WHAT THE EXERCISE ASKS:
Your task is to reproduce, exactly and only, the lines running from the line containing "Place a point on every instance of the cloudy" to the end of the data below, both included.

Region pointing data:
.....
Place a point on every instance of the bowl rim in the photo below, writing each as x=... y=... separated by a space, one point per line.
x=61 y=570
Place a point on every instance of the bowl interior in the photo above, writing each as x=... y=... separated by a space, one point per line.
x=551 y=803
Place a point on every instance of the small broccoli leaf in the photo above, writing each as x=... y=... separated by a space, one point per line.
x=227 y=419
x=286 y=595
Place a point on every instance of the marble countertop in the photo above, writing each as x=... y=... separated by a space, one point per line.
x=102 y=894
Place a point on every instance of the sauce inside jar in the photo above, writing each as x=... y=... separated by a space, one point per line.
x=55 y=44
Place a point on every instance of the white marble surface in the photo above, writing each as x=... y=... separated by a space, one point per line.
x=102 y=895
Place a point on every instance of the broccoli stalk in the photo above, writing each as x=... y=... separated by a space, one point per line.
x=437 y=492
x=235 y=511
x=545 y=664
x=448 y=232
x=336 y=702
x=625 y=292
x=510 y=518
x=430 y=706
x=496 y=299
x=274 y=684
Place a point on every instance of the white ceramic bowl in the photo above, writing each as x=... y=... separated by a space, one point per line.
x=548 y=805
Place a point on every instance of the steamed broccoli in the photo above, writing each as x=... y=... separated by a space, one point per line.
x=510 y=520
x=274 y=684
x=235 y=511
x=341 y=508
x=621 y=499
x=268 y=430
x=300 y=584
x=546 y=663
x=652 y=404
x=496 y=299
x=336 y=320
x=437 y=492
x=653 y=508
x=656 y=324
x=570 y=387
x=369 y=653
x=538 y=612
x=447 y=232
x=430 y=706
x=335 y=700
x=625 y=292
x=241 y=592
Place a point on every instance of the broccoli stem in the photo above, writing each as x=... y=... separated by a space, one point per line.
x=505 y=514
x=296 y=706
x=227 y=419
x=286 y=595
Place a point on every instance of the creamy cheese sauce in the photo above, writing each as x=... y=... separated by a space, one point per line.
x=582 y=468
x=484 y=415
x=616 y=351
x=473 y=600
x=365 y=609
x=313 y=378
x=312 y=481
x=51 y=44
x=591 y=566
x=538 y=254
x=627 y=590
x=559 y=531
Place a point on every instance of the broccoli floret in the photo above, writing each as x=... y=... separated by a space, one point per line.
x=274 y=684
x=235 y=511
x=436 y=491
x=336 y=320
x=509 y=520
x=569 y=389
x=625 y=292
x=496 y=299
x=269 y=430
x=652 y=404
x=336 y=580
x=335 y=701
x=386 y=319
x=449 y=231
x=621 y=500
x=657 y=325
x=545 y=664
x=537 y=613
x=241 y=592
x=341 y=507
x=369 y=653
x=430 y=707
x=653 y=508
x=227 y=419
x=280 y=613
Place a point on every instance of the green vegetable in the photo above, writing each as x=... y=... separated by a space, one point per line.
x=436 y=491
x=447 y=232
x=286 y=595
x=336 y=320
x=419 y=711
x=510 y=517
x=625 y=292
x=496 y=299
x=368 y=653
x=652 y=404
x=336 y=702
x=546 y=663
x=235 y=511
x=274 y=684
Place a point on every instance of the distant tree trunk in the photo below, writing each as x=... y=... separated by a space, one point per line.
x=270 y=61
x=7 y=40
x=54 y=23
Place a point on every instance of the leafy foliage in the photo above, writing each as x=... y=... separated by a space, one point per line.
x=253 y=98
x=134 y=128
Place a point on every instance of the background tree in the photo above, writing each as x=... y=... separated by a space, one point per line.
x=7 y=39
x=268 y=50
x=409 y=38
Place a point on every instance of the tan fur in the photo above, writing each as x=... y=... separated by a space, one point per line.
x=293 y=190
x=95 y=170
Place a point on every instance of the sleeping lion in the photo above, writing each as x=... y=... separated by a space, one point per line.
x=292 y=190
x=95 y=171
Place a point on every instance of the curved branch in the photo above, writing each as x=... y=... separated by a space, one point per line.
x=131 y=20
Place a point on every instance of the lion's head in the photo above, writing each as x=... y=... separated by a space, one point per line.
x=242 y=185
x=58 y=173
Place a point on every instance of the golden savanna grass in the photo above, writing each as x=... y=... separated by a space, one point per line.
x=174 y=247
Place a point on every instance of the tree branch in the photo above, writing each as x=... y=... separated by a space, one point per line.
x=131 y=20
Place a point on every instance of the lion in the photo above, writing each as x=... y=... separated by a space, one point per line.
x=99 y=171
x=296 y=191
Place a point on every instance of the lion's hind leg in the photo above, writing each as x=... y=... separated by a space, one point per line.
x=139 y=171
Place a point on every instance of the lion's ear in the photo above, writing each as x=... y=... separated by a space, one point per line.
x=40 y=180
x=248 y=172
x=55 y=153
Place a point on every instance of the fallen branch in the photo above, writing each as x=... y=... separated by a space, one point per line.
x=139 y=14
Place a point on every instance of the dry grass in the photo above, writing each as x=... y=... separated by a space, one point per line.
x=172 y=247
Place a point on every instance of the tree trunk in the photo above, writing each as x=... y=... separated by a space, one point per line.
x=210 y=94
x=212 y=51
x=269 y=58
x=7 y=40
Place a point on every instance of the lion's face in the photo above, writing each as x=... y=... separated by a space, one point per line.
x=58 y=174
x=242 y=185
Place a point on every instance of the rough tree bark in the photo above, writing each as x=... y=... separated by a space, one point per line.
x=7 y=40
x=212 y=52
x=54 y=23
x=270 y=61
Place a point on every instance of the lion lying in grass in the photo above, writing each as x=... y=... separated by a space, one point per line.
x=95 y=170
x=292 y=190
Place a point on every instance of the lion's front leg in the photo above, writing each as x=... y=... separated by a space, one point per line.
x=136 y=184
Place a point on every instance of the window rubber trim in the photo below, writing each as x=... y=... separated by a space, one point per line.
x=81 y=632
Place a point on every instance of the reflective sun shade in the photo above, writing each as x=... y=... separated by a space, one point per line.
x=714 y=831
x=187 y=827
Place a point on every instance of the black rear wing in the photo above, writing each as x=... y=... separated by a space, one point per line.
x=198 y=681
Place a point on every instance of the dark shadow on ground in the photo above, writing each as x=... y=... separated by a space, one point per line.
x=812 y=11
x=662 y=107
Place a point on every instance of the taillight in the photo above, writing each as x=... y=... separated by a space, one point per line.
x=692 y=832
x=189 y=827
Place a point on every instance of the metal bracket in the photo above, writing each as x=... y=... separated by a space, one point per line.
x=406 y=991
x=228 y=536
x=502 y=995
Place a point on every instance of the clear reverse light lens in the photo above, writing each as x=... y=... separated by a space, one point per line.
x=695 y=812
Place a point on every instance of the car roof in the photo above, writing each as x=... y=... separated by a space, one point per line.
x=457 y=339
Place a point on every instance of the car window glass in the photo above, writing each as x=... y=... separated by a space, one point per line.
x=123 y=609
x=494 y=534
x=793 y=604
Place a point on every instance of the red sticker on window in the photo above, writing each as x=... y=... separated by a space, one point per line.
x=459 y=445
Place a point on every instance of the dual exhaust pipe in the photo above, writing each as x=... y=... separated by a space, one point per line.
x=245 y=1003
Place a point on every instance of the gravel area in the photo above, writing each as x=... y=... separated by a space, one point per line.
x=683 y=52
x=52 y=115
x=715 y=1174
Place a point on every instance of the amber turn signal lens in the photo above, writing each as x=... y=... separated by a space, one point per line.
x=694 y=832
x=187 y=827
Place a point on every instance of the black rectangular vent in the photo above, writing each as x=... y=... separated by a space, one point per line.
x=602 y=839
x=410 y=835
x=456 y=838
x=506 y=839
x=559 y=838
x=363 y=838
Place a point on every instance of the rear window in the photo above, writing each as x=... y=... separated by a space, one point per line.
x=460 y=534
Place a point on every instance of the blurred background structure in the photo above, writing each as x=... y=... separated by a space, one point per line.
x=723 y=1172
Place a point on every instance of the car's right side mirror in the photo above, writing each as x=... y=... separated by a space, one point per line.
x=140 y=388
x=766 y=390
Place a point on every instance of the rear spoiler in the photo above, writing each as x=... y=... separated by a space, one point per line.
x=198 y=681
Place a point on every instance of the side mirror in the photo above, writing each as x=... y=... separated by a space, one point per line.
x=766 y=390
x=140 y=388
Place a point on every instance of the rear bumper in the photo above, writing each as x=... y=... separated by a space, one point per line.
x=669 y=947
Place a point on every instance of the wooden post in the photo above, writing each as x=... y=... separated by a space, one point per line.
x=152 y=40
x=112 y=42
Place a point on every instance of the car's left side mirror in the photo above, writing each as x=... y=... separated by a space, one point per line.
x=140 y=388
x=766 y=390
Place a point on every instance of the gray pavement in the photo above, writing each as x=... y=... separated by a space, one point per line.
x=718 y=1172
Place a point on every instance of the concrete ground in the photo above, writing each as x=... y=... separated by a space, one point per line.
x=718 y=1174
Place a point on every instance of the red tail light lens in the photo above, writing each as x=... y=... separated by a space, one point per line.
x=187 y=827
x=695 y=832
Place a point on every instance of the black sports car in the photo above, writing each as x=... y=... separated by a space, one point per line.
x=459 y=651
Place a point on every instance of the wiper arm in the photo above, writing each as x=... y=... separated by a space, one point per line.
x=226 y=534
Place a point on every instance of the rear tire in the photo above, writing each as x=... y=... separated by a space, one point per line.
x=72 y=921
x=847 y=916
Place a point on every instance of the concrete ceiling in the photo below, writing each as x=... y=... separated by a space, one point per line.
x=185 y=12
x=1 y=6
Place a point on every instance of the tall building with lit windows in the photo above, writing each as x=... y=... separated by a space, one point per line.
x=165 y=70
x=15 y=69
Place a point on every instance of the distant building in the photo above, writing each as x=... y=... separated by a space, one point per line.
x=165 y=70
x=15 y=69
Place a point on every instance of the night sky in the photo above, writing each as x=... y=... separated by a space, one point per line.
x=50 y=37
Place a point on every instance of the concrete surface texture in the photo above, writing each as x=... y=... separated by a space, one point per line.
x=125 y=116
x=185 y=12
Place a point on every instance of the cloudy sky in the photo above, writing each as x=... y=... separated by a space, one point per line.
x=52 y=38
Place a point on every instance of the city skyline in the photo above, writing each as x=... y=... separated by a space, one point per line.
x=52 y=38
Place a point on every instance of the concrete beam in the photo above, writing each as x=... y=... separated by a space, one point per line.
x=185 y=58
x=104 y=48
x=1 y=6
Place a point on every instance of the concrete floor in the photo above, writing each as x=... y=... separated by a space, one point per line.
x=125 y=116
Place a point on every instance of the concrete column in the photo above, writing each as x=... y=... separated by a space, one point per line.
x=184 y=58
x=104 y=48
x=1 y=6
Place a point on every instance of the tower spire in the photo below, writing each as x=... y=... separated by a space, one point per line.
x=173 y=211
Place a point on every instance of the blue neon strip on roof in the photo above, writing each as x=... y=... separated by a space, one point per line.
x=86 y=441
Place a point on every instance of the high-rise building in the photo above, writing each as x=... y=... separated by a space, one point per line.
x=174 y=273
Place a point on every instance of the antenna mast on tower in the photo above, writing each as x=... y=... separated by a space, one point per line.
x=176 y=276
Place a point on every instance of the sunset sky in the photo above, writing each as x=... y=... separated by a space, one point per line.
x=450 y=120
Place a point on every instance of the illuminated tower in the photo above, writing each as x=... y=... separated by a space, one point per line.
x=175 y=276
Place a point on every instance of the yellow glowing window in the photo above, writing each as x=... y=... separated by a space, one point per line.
.....
OUTPUT OF THE EXERCISE:
Place a point on every instance of the cloudy sky in the photo above, writing each as x=... y=... separated by a space, one point per line.
x=52 y=38
Place a point on every instance of the city skyline in the photo above, writing each as x=... y=... separated by a space, one point per line.
x=52 y=38
Place a point on every instance of the concrete beam in the photo above, writing each as x=... y=... separated by a space, one point per line.
x=185 y=58
x=104 y=48
x=1 y=6
Place a point on every instance of the concrete floor in the photo above, writing each as x=... y=... separated by a space, one point per line.
x=125 y=116
Place a point on every instance of the concrete column in the photo above, writing each as x=... y=... separated by a space, one point per line.
x=184 y=58
x=104 y=48
x=1 y=6
Place a point on every instance of the tower spire in the photo below, writing each as x=... y=... separated by a space, one point per line.
x=173 y=211
Place a point on every instance of the blue neon strip on roof in the photo above, writing each as x=... y=... separated by a space, one point per line.
x=86 y=441
Place a point on every instance of the high-rise building in the photo above, writing each as x=... y=... separated by a space, one point per line.
x=174 y=273
Place a point on every instance of the antenna mast on tower in the photo above, writing each as x=... y=... separated by a space, one point per line.
x=176 y=276
Place a point on every instance of the sunset sky in the photo above, writing each as x=... y=... separated by a space, one point per line.
x=450 y=120
Place a point on every instance of the illuminated tower in the photo above, writing each as x=... y=... separated by a space, one point per line.
x=175 y=276
Place a point on every instance of the yellow glowing window in the photo above, writing each as x=... y=... separated by a space, one point per line.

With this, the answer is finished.